— START Record excerpts —

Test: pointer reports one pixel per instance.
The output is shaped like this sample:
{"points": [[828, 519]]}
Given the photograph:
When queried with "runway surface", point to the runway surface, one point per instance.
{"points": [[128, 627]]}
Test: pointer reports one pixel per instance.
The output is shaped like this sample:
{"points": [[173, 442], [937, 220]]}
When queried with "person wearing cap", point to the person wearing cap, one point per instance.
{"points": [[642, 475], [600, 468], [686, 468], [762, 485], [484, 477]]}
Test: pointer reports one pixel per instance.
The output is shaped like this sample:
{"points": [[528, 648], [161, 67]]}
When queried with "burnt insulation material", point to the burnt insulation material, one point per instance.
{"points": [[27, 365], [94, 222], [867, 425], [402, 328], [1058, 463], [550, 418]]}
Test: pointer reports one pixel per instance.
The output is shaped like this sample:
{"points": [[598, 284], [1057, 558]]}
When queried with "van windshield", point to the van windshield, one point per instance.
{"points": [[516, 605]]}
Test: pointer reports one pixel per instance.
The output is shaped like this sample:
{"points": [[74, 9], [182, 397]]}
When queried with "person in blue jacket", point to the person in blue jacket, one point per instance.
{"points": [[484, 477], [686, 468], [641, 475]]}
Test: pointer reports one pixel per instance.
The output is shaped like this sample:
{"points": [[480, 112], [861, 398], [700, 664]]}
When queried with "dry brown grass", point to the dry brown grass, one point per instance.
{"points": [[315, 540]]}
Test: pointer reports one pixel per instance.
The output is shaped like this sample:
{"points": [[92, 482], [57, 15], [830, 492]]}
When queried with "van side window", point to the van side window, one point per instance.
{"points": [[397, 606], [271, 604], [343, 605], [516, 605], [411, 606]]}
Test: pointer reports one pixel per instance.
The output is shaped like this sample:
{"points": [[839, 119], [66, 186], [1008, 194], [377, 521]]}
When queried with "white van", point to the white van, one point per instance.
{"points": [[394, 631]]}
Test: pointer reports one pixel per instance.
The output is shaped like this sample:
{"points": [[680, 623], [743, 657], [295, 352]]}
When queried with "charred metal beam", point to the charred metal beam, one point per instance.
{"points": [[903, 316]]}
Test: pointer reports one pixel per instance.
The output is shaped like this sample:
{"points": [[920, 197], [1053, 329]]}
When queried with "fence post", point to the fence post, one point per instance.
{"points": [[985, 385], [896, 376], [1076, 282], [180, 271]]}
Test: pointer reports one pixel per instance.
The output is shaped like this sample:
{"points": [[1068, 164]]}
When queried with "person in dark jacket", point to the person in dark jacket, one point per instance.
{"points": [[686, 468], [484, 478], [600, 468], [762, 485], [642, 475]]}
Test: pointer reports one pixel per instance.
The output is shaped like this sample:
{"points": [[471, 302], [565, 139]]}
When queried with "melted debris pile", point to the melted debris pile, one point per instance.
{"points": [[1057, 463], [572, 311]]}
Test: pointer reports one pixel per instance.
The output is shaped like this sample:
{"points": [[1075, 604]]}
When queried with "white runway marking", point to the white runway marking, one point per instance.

— END Record excerpts —

*Problem statement:*
Extract the complete listing above, reproducing each line exactly.

*Answer to the exercise:*
Test: pointer reports one pixel per instance.
The output is shaped like this sample:
{"points": [[828, 519]]}
Given the photograph:
When queried with "runway surface", point to the runway surface, one point per instance.
{"points": [[128, 627]]}
Test: pointer reports one pixel per instance.
The output is shaped like this sample:
{"points": [[173, 442], [937, 220]]}
When queried with "person wearing cap", point to the person wearing cap, one point per instance.
{"points": [[642, 475], [600, 468], [686, 468], [762, 485], [484, 477]]}
Test: pointer reports one pixel per instance.
The output is shaped like this sample:
{"points": [[528, 648], [161, 67]]}
When queried with "burnt insulation material", point to the burnt insulation material, one point per instance.
{"points": [[27, 365], [94, 222], [867, 425], [402, 328], [1058, 463], [550, 418]]}
Test: pointer reports one pixel per instance.
The output is shaped like this sample:
{"points": [[598, 284], [1057, 558]]}
When queried with "van windshield", point to the van windshield, one point per instance.
{"points": [[516, 605]]}
Test: pointer reports one pixel per instance.
The output is shaped like this sample:
{"points": [[74, 9], [182, 397]]}
When queried with "person in blue jacket", point to the person in blue jacket, one point per instance.
{"points": [[484, 477], [686, 468], [641, 475]]}
Test: pointer reports one pixel per instance.
The output is shaped like this sample:
{"points": [[480, 112], [861, 398], [700, 664]]}
When queried with "dry brown grass", point to the dry brown grass, one point per instance.
{"points": [[315, 540]]}
Test: pointer reports one pixel per instance.
The output is shaped like this sample:
{"points": [[92, 482], [57, 15], [830, 492]]}
When queried with "van side window", point to the van side window, one point per instance.
{"points": [[397, 606], [271, 604], [343, 605], [516, 605], [411, 606]]}
Test: pointer reports one pixel per instance.
The output is shaped like this sample:
{"points": [[839, 119], [66, 186], [1008, 194], [377, 521]]}
When queried with "white van", point to the white van, one point per instance.
{"points": [[394, 631]]}
Test: pointer reports one pixel per instance.
The output is shaped like this sample:
{"points": [[680, 623], [743, 657], [295, 352]]}
When queried with "charred metal beam", point to the charred metal beam, one point per instance.
{"points": [[903, 316]]}
Test: pointer reports one pixel per instance.
The output is shaped like this sample:
{"points": [[920, 197], [1053, 329]]}
When queried with "fence post", point to the fence post, one point per instance.
{"points": [[985, 385], [896, 376], [1076, 282], [180, 271]]}
Test: pointer reports one pixel per instance.
The output is shaped like this sample:
{"points": [[1068, 164]]}
When queried with "person in dark jacket", point to the person in dark jacket, one point per instance.
{"points": [[686, 468], [484, 478], [600, 468], [762, 485], [642, 475]]}
Test: pointer reports one pixel per instance.
The output is shaped like this sample:
{"points": [[471, 302], [565, 139]]}
When queried with "melted debris pile", point to the melted debris pile, one point per instance.
{"points": [[1057, 463], [572, 311]]}
Test: pointer reports one pixel per instance.
The output is shaped like this sample:
{"points": [[1075, 604]]}
When queried with "white runway marking", point to the white runway marking, one point per instance.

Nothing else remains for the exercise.